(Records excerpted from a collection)
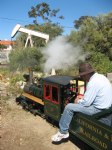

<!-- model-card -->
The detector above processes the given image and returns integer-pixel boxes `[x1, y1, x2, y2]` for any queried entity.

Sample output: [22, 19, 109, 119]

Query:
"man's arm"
[76, 82, 98, 106]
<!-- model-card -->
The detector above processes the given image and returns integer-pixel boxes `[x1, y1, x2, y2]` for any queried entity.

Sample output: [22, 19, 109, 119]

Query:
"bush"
[9, 47, 43, 71]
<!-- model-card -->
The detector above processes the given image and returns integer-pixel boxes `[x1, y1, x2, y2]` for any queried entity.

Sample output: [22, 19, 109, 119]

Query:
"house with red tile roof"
[0, 40, 14, 51]
[0, 40, 14, 64]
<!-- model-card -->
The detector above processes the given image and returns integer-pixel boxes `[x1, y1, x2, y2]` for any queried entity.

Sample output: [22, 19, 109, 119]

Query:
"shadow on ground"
[69, 134, 94, 150]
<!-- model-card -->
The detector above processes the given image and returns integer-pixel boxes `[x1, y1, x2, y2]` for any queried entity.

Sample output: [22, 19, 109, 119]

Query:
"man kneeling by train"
[51, 62, 112, 144]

### Prompt
The answer should consist of all the records, duplicated exactly, with no images included.

### Answer below
<!-- model-card -->
The detector above processes the given image and returns integer-pixel boxes `[x1, y1, x2, y2]` for any queried entity.

Sample output: [22, 19, 109, 119]

Query:
"man's arm"
[76, 82, 98, 106]
<!-- model-card -->
The detector above processes the given image and returns integer-pixel boxes `[x1, y1, x2, y2]` for any queried entity.

Sample output: [22, 19, 109, 119]

Query:
"bush"
[9, 47, 43, 71]
<!-- model-card -->
The detector above processes the given image and returns integer-pixel boxes `[x1, y1, x2, y2]` for any queried entity.

Sample output: [22, 19, 109, 119]

Query:
"house with red tile roof"
[0, 40, 14, 51]
[0, 40, 14, 64]
<!-- model-card -->
The detector above processes the given image and returns integer-pixel boxes `[x1, y1, x2, y2]` for any queried entity.

Sample output: [22, 19, 109, 119]

Query:
"shadow on ground"
[69, 134, 94, 150]
<!-- model-card -->
The detector above processes the given image and returns integer-pixel boxes `[x1, y1, x2, y2]` for any queried entity.

Sample output: [22, 19, 109, 119]

Query:
"man kneeling by train"
[51, 62, 112, 144]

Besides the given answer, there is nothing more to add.